** Extracted text **
+-------+

So, you beat yourself up – you’re no good, you didn’t accomplish your goals, etc.  

Well, maybe we look at this another way. Your office grew. Maybe you didn’t hit the target right on the head – but you improved. Well, that’s good – it’s a heck of a lot better than doing $400,000! 

When you plan for 2019, start off by looking at what you did accomplish in 2018 – not at what you didn’t. Take time to recognize where you were successful.  

If you have a staff meeting to start off the year, that’s how I’d start it, with what was accomplished – not by focusing on what didn’t happen (we can do that later as we plan for the New Year).  

2. Focus on what’s important.  

This is a point where planning in general, whether it’s an organizational plan or a New Year’s Resolution can fall flat.  

You make an exhaustive list of what you plan to accomplish for 2019. Maybe you get overwhelmed or you find yourself focusing on something that isn’t really all that critical. 

I’ve often felt that I’d rather be great at three things than mediocre at ten.  And this sentiment can be found in many sayings or proverbs – all of which escape me right now.  

The point it, focus your determination and drive on what you view as actually important.    

Whether it’s your overall production goal, expanding your facility (to achieve expansion), training your staff, learning a new clinical skill or procedure, whatever.

+-------+

Stored data entries
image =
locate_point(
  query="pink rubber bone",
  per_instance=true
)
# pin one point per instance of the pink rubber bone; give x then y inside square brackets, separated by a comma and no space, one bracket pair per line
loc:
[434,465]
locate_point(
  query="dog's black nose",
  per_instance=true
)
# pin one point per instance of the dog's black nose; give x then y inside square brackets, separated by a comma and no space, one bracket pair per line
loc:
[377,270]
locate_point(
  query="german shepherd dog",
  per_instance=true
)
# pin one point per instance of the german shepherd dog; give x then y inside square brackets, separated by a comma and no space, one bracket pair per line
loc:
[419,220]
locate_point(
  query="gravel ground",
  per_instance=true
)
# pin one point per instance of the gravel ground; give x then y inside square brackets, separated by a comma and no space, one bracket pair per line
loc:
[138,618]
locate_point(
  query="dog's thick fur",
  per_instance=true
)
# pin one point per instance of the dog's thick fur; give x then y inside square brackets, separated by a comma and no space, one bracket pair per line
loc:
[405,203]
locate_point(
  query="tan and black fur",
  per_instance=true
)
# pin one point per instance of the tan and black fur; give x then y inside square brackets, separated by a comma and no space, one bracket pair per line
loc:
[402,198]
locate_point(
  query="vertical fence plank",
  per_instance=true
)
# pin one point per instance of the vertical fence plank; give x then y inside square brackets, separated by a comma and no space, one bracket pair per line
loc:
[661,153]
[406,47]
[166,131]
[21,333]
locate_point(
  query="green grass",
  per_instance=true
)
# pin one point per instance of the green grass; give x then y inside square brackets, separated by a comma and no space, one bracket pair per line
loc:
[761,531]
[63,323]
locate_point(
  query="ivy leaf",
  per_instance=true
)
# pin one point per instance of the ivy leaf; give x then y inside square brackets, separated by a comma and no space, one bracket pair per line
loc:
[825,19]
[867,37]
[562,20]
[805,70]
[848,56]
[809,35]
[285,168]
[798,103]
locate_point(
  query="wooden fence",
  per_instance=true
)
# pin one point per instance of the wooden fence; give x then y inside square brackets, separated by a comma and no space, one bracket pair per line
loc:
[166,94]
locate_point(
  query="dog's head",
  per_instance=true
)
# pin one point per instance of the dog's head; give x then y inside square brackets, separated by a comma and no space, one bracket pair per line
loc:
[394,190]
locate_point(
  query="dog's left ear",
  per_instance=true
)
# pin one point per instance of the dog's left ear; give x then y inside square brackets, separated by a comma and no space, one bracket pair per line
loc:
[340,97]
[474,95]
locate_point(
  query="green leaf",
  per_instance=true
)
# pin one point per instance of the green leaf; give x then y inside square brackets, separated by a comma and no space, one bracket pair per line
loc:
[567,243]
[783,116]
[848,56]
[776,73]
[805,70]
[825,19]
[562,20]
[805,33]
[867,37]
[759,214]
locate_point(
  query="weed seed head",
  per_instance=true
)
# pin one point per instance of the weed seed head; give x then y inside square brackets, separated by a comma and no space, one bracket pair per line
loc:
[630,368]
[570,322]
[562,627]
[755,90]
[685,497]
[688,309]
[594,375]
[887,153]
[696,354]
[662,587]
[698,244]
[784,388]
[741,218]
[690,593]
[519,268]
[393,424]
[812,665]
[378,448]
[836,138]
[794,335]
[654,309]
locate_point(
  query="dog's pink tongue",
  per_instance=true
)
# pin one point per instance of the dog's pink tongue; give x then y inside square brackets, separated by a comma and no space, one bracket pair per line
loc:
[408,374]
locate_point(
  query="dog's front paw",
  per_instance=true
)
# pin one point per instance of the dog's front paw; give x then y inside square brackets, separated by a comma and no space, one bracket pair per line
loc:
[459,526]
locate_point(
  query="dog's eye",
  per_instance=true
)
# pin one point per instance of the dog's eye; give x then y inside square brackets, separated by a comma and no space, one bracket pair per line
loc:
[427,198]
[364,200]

+-------+

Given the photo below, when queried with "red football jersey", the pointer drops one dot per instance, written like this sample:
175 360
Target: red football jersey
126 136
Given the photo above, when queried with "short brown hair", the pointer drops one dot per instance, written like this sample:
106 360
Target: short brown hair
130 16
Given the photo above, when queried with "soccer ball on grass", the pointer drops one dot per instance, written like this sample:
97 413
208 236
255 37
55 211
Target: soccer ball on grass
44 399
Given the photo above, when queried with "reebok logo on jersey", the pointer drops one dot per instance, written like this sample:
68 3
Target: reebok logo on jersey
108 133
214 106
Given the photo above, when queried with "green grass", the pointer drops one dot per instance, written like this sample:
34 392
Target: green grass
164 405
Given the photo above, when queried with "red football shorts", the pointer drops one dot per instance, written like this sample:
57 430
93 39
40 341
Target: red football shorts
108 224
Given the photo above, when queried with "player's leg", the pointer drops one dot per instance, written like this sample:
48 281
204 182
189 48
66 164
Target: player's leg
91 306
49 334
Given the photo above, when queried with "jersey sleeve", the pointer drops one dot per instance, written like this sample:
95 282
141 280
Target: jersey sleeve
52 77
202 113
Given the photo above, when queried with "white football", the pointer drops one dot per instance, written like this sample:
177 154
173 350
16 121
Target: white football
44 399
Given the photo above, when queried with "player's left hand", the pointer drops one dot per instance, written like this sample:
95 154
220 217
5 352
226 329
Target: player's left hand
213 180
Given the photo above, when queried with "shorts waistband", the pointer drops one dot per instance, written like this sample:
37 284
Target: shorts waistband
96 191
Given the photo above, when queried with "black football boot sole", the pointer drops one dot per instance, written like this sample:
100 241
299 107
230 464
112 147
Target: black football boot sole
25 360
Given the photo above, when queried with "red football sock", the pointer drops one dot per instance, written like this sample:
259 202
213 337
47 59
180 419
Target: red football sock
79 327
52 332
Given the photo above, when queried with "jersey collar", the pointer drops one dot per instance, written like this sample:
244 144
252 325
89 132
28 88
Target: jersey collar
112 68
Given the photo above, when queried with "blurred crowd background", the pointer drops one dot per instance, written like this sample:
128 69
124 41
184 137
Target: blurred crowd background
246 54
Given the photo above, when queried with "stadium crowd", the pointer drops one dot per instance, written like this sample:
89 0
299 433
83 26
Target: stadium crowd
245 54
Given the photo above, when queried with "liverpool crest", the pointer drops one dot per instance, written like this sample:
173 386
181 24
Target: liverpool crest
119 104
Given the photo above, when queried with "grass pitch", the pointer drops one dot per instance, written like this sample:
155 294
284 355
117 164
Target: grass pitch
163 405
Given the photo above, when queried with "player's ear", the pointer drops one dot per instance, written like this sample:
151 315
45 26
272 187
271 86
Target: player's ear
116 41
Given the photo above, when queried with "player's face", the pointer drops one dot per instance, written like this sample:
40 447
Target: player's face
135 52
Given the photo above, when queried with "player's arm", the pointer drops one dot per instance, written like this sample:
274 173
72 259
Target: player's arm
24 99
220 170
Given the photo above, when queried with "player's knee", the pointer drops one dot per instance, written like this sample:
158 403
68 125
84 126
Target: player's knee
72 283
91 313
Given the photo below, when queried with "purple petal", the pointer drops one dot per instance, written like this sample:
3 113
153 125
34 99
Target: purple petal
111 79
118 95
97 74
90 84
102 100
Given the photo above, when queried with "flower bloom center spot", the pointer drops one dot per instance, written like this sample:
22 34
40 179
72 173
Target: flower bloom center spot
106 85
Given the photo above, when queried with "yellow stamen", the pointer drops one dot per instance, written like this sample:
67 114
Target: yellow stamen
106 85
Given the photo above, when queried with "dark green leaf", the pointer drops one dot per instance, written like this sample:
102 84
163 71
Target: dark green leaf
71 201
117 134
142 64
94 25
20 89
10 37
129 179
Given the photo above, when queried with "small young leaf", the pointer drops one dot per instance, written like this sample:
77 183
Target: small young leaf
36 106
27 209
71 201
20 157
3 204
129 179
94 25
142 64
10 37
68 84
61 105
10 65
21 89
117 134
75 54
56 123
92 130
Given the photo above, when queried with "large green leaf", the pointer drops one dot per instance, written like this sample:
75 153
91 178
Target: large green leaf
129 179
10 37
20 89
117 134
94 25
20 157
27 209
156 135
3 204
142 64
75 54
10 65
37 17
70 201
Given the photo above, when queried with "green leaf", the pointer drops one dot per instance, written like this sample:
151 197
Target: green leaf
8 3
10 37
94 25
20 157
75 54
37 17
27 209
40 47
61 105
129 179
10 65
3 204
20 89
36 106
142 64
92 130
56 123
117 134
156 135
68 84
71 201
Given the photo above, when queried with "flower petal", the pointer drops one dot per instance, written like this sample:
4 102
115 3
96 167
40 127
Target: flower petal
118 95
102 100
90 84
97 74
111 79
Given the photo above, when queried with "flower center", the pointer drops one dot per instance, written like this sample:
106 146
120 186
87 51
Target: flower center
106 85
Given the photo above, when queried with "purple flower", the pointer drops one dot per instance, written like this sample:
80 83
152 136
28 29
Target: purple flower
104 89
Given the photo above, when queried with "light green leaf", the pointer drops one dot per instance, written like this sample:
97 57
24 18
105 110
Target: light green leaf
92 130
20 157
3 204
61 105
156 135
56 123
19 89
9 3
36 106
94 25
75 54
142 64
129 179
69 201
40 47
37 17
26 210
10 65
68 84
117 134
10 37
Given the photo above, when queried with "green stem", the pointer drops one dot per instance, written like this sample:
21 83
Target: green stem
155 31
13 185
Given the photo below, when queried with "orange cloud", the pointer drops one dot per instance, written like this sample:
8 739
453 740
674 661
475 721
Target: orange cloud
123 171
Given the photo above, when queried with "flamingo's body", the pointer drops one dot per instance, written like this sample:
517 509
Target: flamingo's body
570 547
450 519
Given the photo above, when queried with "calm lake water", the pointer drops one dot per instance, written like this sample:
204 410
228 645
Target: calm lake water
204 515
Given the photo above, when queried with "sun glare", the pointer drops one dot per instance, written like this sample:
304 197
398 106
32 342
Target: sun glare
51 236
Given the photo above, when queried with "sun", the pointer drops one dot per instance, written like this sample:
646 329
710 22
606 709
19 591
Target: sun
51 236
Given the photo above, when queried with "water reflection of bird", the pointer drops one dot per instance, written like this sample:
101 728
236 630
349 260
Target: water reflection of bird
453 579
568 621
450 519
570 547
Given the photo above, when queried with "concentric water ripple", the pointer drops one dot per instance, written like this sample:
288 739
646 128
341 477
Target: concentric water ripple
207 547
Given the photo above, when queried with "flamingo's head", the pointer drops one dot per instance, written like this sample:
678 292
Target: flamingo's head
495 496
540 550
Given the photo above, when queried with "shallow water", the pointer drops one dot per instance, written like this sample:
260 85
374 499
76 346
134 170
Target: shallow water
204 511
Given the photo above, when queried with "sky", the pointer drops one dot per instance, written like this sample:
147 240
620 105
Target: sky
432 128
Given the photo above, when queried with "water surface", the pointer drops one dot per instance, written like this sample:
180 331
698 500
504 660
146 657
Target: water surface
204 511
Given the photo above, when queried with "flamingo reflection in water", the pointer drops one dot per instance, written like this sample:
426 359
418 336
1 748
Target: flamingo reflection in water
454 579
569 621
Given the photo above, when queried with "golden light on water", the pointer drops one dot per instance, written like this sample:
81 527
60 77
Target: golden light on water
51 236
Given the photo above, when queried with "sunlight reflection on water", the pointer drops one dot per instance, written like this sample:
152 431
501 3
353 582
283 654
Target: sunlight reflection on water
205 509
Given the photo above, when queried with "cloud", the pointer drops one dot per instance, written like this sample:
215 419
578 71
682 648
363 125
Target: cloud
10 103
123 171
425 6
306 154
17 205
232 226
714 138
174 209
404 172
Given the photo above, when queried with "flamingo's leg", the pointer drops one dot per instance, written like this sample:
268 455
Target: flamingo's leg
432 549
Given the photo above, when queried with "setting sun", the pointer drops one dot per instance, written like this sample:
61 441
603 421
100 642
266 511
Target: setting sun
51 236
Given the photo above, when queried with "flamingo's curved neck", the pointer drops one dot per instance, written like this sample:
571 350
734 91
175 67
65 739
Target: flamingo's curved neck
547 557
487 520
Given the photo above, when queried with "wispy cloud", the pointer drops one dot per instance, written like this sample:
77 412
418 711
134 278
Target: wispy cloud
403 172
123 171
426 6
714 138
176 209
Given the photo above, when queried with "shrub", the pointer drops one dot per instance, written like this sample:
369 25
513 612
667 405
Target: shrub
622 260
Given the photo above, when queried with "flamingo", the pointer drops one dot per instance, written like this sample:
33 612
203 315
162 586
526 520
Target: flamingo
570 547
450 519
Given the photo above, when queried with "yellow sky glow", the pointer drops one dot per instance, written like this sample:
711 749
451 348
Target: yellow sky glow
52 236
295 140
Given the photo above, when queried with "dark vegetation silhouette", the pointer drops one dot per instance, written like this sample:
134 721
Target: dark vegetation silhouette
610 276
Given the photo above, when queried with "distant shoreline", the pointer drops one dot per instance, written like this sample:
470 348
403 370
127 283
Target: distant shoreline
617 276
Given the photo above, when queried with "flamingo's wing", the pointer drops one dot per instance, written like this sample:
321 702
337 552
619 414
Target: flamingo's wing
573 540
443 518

+-------+

** What this exercise asks **
[a] Write out everything in the planning excerpt from "When you plan" down to "you were successful.".
[b] Answer these questions from the planning excerpt:
(i) When planning for 2019, what should you look at first?
(ii) The writer would rather be great at three things than what?
(iii) How would the writer start a staff meeting at the beginning of the year?

** Task-by-task outputs **
[a]
When you plan for 2019, start off by looking at what you did accomplish in 2018 – not at what you didn’t. Take time to recognize where you were successful.

[b]
(i) What you did accomplish in 2018, not what you didn't.
(ii) Mediocre at ten.
(iii) With what was accomplished, not by focusing on what didn't happen.